- What you will do:
From the entries that follow, report every line in which "sunglasses" occurs.

- Materials provided:
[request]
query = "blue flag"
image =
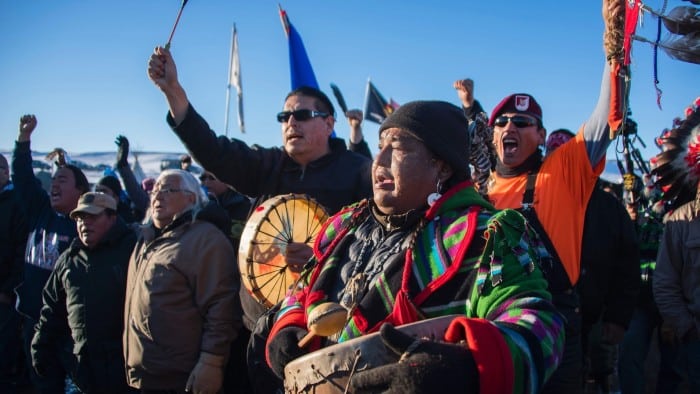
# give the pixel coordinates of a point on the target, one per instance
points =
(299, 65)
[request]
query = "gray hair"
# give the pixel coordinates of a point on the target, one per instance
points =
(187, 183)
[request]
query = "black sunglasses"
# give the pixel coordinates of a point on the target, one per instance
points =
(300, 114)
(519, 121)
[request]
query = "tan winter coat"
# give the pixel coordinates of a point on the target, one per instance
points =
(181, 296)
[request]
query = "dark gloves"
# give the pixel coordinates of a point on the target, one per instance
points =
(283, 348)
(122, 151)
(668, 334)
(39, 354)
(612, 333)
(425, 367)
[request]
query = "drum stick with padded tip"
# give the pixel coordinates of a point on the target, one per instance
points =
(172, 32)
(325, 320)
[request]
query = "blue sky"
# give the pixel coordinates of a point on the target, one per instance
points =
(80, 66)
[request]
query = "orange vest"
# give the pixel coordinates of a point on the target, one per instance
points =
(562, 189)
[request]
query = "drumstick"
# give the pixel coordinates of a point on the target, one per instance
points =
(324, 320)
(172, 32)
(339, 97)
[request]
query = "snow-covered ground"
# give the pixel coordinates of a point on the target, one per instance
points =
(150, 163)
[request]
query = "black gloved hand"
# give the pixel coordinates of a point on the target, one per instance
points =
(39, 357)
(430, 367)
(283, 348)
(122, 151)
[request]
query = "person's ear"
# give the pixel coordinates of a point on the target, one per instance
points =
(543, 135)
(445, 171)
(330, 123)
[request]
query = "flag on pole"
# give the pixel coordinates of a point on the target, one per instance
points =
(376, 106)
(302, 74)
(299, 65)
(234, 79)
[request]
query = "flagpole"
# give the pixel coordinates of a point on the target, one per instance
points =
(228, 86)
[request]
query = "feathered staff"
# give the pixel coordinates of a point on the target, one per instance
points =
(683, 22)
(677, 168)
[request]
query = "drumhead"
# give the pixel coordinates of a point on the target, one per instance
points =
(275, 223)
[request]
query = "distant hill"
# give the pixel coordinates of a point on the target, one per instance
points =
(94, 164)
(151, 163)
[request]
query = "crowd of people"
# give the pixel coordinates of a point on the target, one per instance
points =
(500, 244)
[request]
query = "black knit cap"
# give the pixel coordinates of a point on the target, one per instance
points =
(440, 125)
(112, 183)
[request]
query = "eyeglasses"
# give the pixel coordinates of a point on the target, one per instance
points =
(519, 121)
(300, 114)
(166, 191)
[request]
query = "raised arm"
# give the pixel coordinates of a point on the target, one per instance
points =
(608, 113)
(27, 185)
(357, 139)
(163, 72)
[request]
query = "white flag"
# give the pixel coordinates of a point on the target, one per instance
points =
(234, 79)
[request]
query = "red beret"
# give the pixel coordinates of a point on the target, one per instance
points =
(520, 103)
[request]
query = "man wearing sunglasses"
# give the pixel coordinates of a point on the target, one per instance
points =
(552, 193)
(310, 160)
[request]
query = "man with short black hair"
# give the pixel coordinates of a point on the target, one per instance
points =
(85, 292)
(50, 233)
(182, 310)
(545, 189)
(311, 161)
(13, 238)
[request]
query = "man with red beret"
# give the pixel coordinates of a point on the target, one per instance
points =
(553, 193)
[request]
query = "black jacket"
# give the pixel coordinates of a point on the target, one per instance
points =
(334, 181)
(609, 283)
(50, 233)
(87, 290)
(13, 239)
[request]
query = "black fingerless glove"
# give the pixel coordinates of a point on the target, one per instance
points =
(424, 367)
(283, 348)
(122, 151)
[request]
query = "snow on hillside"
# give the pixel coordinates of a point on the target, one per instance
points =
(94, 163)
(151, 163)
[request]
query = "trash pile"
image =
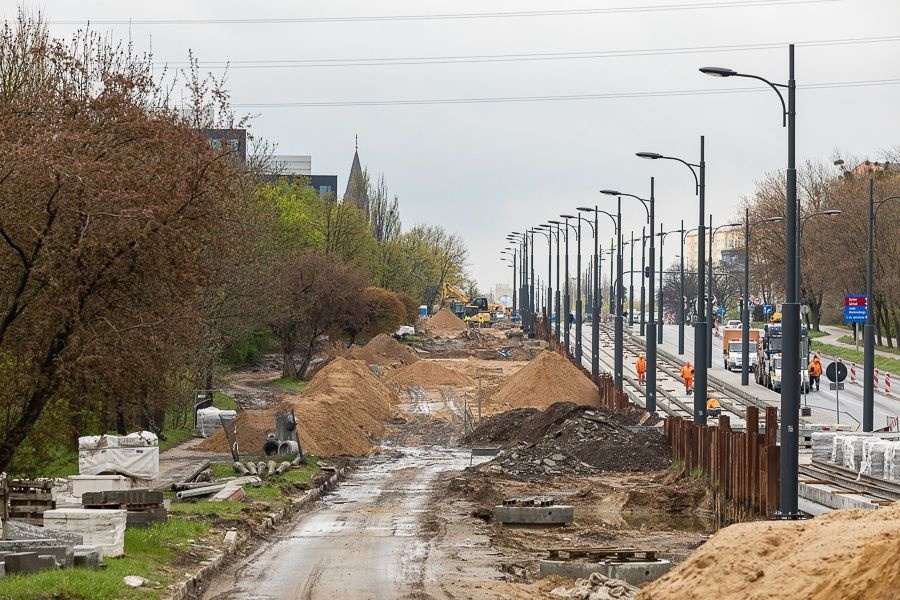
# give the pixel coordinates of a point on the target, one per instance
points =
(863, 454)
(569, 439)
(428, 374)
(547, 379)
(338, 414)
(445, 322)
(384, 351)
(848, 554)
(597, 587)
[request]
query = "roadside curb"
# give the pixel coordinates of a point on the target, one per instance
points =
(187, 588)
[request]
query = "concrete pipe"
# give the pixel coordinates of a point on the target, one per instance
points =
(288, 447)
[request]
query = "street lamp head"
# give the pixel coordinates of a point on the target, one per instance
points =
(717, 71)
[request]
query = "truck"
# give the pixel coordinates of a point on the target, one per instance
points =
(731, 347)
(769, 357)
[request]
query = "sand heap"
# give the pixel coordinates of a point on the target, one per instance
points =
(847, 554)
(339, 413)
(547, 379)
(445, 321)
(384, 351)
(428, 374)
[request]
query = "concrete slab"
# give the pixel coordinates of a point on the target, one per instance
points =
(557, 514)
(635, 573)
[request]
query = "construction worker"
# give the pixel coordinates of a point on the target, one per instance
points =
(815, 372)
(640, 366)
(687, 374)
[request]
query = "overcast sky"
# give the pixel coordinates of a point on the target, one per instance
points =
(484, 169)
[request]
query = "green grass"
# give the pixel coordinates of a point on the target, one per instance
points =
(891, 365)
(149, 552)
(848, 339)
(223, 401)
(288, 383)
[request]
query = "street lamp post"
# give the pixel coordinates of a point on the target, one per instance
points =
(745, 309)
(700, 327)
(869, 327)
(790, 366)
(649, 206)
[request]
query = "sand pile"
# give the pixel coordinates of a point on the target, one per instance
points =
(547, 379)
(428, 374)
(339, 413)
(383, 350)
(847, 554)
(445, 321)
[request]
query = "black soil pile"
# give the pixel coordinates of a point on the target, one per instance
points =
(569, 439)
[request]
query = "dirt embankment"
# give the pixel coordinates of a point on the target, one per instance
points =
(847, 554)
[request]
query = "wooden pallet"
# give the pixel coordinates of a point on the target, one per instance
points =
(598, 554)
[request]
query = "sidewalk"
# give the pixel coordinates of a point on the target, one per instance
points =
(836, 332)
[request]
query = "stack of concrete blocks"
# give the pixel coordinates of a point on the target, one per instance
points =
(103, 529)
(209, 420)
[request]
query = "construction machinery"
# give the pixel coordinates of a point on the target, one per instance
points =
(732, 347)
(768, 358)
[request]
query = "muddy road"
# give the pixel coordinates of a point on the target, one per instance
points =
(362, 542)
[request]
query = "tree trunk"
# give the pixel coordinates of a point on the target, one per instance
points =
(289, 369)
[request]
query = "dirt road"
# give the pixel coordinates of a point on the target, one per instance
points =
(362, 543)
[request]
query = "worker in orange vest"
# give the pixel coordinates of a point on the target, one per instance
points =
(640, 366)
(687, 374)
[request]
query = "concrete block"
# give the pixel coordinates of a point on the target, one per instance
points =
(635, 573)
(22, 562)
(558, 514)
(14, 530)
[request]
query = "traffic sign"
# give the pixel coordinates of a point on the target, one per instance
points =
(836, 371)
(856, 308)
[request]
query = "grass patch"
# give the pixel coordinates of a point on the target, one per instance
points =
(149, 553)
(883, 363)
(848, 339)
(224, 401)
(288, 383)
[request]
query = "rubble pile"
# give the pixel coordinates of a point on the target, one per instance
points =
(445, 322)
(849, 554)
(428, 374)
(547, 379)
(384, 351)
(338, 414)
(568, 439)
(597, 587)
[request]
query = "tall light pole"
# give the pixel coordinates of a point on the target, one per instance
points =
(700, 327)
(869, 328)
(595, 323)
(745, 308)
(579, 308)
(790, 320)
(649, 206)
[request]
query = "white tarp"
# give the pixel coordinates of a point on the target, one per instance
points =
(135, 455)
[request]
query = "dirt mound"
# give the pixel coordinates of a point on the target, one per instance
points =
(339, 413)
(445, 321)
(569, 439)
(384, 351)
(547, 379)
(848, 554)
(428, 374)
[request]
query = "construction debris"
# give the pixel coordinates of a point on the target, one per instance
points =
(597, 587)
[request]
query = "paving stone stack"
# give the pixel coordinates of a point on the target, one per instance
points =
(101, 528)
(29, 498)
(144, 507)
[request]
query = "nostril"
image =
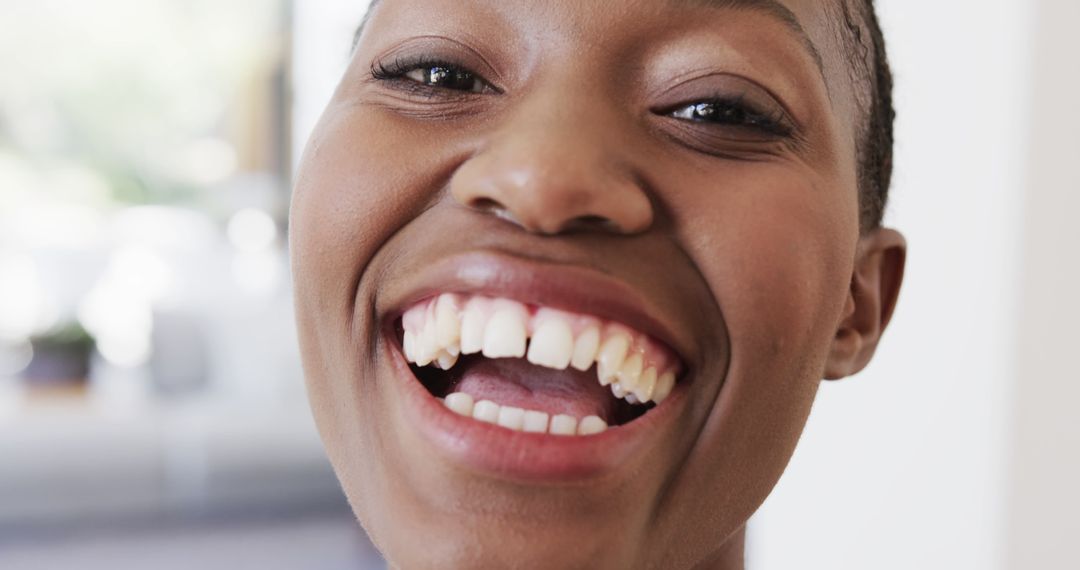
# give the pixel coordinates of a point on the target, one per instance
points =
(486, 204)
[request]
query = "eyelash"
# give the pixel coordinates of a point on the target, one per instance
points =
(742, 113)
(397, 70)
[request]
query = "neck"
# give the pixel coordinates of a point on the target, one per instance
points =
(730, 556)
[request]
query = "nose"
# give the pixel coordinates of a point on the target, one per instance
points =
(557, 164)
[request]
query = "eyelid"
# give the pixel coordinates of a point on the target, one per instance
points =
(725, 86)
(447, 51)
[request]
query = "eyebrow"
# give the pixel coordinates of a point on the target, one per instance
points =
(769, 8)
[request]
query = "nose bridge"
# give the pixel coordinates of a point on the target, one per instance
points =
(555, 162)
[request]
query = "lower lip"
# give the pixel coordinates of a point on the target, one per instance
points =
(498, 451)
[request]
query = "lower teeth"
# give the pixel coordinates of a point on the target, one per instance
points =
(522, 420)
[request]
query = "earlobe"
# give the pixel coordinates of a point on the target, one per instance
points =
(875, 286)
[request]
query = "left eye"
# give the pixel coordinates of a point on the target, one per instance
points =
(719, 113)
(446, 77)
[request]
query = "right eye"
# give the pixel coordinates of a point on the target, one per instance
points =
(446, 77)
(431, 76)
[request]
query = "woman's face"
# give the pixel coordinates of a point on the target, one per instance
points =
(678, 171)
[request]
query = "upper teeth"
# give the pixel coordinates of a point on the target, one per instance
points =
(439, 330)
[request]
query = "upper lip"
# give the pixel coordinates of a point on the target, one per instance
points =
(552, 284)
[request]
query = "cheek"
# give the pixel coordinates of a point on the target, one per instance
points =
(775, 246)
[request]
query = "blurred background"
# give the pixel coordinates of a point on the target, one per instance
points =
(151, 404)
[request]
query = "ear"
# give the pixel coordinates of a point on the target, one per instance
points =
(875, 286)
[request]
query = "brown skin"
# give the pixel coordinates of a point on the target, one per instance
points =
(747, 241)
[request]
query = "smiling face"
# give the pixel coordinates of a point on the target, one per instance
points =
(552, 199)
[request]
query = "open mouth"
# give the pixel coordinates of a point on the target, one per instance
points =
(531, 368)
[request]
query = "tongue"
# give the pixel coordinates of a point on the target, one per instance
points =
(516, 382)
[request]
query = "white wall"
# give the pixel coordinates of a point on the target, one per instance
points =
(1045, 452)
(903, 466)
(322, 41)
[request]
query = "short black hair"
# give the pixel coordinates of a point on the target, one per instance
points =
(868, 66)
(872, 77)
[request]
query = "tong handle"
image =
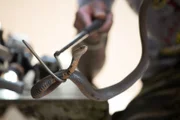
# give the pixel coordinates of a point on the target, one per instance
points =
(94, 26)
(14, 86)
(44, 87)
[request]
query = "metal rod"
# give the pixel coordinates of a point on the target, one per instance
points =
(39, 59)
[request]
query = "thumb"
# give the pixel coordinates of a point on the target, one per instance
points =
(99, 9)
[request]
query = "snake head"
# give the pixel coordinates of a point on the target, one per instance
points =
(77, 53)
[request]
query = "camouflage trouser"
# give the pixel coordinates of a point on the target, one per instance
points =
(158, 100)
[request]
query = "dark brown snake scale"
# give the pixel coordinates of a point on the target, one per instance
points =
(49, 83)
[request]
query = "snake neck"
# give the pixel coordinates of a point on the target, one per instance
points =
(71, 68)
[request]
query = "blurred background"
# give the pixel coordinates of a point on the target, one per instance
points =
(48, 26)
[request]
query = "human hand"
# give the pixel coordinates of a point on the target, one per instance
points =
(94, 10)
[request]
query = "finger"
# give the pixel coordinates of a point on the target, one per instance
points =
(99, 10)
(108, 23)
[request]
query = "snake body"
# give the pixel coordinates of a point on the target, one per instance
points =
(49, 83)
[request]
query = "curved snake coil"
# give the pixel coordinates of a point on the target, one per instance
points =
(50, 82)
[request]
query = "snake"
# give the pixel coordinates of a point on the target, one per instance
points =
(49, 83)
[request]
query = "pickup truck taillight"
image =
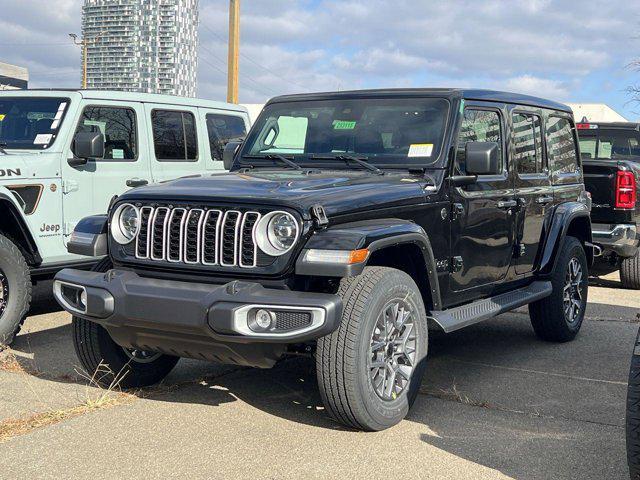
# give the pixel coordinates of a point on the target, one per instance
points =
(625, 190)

- Finished exercise:
query = "black sunglasses"
query = "man wearing sunglasses"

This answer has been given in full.